— Start Data shown —
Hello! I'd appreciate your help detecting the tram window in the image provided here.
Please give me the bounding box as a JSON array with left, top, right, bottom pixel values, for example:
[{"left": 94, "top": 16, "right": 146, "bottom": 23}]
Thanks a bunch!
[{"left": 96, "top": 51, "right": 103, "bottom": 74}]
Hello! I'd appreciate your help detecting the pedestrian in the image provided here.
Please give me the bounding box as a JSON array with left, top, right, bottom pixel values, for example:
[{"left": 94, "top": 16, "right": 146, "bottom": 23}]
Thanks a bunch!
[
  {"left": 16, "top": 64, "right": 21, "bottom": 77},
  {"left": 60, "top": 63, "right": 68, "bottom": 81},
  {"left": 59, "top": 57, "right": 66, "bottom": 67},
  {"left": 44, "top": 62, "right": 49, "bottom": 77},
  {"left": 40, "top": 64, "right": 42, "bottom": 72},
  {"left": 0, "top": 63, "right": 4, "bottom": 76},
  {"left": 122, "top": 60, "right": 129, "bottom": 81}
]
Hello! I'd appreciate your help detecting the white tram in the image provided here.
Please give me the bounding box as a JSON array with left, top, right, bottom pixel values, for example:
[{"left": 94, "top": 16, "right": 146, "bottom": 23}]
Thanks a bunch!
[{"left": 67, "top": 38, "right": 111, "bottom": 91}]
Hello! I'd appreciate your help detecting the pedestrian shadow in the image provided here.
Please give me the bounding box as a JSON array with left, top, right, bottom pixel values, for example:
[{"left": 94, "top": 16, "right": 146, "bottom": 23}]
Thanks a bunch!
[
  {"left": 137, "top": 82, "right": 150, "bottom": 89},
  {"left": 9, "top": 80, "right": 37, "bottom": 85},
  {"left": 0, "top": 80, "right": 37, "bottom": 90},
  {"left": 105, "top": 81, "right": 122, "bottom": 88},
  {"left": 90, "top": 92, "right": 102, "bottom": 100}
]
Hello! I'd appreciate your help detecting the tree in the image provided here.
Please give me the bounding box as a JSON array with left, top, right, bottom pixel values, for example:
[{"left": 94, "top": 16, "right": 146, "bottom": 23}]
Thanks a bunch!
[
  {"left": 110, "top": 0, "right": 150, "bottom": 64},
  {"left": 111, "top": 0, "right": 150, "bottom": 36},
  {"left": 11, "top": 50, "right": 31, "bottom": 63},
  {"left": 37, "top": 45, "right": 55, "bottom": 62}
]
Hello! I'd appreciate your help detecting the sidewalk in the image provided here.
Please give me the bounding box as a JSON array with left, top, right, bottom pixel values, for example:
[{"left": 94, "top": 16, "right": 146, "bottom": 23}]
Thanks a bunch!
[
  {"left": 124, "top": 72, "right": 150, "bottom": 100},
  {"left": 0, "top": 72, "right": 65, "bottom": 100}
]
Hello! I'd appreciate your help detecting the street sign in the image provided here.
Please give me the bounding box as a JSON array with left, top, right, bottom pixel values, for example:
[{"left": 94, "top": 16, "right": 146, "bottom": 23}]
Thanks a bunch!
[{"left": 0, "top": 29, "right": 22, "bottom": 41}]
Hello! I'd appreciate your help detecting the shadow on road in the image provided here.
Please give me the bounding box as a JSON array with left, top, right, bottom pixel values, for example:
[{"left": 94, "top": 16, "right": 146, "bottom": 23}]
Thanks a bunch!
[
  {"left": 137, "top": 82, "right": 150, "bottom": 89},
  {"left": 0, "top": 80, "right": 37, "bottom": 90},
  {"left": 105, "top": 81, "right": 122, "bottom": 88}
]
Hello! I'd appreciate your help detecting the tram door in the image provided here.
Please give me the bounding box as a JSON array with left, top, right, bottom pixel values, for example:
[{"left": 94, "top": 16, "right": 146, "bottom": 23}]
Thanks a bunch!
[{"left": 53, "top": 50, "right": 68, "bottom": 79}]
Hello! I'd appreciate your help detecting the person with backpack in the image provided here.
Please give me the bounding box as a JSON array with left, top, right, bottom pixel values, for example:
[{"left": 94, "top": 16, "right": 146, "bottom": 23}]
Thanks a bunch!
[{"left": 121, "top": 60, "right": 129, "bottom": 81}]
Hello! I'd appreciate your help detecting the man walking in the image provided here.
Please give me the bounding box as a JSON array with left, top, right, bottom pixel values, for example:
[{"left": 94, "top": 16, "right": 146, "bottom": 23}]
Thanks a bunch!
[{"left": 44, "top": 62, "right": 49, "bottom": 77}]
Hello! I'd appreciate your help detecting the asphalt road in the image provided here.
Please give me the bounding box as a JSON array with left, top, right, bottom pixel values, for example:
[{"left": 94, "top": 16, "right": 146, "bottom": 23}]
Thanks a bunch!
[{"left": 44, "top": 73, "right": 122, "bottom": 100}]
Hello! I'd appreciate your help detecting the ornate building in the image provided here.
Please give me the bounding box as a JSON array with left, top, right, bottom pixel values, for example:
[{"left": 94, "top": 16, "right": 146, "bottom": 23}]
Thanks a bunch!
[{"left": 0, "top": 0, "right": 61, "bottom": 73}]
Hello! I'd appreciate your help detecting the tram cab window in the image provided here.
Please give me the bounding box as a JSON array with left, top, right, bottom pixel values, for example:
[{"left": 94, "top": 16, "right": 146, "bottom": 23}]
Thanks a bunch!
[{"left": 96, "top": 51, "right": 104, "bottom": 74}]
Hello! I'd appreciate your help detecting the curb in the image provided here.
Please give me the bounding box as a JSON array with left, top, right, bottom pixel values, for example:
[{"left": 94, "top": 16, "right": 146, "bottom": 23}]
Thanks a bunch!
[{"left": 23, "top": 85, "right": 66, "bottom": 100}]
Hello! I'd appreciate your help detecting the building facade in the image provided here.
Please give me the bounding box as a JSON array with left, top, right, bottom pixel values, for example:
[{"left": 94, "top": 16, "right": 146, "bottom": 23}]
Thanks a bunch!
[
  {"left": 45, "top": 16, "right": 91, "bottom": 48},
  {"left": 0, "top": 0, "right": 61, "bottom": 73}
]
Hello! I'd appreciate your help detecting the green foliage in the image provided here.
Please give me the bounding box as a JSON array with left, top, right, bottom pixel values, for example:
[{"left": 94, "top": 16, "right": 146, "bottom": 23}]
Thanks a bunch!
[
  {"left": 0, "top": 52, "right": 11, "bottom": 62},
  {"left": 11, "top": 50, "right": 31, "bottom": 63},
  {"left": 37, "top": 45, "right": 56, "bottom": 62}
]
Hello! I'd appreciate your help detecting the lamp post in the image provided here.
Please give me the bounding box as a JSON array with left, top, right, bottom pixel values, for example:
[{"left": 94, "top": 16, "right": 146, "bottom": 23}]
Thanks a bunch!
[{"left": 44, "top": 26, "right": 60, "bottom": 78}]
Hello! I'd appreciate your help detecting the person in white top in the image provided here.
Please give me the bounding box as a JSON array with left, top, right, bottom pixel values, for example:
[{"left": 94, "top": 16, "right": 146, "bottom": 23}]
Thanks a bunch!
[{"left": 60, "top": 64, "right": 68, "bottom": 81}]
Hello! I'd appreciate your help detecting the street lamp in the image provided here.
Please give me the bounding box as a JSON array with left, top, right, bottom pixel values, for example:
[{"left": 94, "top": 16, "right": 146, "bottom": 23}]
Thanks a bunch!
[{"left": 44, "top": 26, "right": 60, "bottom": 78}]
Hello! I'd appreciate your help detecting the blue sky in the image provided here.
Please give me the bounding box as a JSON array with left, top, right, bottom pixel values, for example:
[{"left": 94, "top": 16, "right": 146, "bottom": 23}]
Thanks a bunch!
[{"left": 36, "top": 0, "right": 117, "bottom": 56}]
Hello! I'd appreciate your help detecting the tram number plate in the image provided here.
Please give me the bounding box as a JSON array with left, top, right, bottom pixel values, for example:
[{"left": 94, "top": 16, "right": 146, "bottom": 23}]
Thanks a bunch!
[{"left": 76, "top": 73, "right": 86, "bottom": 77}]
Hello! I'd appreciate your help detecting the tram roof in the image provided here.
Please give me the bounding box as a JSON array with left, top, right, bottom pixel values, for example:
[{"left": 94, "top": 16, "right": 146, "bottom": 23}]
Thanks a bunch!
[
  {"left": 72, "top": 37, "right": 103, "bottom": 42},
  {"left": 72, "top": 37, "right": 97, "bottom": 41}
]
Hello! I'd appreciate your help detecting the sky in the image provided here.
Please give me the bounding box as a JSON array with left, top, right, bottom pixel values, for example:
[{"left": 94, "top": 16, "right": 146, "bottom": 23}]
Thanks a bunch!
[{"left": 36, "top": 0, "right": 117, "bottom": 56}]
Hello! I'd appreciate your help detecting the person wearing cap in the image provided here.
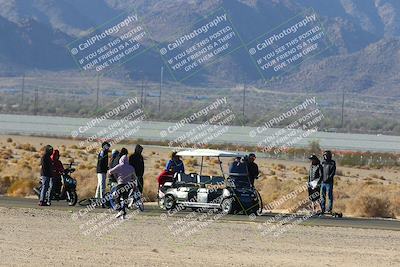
— End Data shown —
What to do
Arrange as a numbered list the lines of the listing from the one containing "Hello! I'd appreciate your help detecting the tram roof" through the last line, skipping blank lines and leaving out the pictures.

Exercise result
1. Hello! I'd appreciate your help detecting the tram roof in the image provided here.
2. Please give me the bounding box as a JSON array with left, top, right, bottom pixel values, for example:
3. [{"left": 94, "top": 16, "right": 146, "bottom": 23}]
4. Thanks a bunch!
5. [
6.   {"left": 72, "top": 37, "right": 103, "bottom": 42},
7.   {"left": 72, "top": 37, "right": 97, "bottom": 41}
8. ]
9. Hello! I'd appreciate your help detecting the sky in the image provided here.
10. Please give me the bounding box as a JSON array with left, top, right, bottom pixel values, for example:
11. [{"left": 94, "top": 16, "right": 146, "bottom": 23}]
12. Thanks a bunch!
13. [{"left": 36, "top": 0, "right": 117, "bottom": 56}]
14. Hello! I'd appreciate your help detecting the person wearing cap in the image provided here.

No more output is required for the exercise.